# Work task:
Each record should be written out exactly as it stands.

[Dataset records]
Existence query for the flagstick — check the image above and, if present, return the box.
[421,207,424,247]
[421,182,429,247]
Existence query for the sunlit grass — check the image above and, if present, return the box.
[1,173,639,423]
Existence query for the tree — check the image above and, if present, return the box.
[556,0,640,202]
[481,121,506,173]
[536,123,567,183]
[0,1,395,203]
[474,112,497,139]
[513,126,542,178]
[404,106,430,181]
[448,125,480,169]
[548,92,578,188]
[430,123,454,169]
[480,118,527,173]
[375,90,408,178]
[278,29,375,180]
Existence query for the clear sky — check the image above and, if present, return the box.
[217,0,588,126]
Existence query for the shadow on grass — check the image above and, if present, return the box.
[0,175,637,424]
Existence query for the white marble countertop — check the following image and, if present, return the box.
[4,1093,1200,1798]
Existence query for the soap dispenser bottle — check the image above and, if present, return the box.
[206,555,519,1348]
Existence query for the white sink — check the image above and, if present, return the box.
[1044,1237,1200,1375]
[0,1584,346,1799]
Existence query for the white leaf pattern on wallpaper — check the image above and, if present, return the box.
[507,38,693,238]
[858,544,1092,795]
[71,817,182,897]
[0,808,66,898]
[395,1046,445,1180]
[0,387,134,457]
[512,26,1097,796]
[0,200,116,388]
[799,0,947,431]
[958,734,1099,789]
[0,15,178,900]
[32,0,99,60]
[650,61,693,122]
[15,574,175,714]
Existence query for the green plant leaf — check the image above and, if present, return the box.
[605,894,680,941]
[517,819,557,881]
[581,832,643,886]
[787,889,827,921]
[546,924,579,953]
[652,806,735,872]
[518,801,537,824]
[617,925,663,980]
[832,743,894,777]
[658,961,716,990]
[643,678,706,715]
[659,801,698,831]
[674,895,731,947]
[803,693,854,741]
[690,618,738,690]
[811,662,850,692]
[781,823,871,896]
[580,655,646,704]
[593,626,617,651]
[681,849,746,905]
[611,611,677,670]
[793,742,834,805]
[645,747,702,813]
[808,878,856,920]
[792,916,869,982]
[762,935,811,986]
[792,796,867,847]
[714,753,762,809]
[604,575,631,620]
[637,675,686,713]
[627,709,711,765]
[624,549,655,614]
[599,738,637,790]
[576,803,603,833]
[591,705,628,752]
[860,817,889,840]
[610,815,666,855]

# Written response:
Existence query for the flagstick — check the image above and, if present, return the box.
[421,207,424,247]
[421,182,429,247]
Existence query for the sunlit grass — check the image above and, if present, return the box.
[1,173,639,423]
Existence query for the tree — check the image above and, if present, return the box.
[556,0,640,202]
[481,121,506,173]
[536,123,567,183]
[0,1,395,203]
[474,112,497,139]
[513,126,542,178]
[404,106,430,181]
[448,125,480,169]
[548,92,578,188]
[430,123,454,169]
[480,118,527,173]
[375,90,408,178]
[278,29,375,180]
Existence query for the clear sky — check the image above and, if present, return the box.
[217,0,588,126]
Existence query for the shadow on grass — check the image above and, if present, return the box.
[0,175,637,424]
Existence query for the white marble countertop — check the following image and, if present, return the box.
[4,1093,1200,1798]
Existence query for the soap dispenser bottle — check the image above and, if present, return the box.
[206,555,519,1348]
Existence query for the white sink — check the image above and, if present, return the box.
[1044,1237,1200,1375]
[0,1584,346,1799]
Existence query for the white leaf pattern on wallpaper — check the image above and, if present, return the box.
[507,38,693,238]
[858,544,1092,795]
[71,817,182,897]
[0,808,66,898]
[395,1046,445,1180]
[0,387,134,457]
[512,26,1097,796]
[0,200,116,388]
[799,0,947,431]
[958,734,1099,789]
[0,15,178,900]
[32,0,99,60]
[650,61,693,122]
[15,574,175,714]
Existence query for the green plant leaf — check the image above and, if present, return the box.
[605,894,680,941]
[517,819,557,881]
[581,832,643,886]
[787,889,827,921]
[546,924,579,953]
[652,806,735,872]
[518,801,537,824]
[617,925,663,980]
[832,743,894,777]
[658,961,716,990]
[643,678,706,715]
[659,801,698,831]
[674,895,731,947]
[803,693,854,741]
[690,618,738,690]
[811,662,850,692]
[781,823,871,896]
[580,655,646,704]
[593,626,617,651]
[681,849,746,905]
[611,611,677,670]
[793,742,834,805]
[645,747,702,813]
[808,878,856,920]
[792,916,869,982]
[762,935,811,986]
[792,796,867,847]
[714,753,762,809]
[604,575,631,620]
[637,675,686,713]
[627,709,711,765]
[624,549,655,614]
[599,738,637,790]
[576,803,603,833]
[591,705,628,752]
[860,817,889,840]
[610,815,666,855]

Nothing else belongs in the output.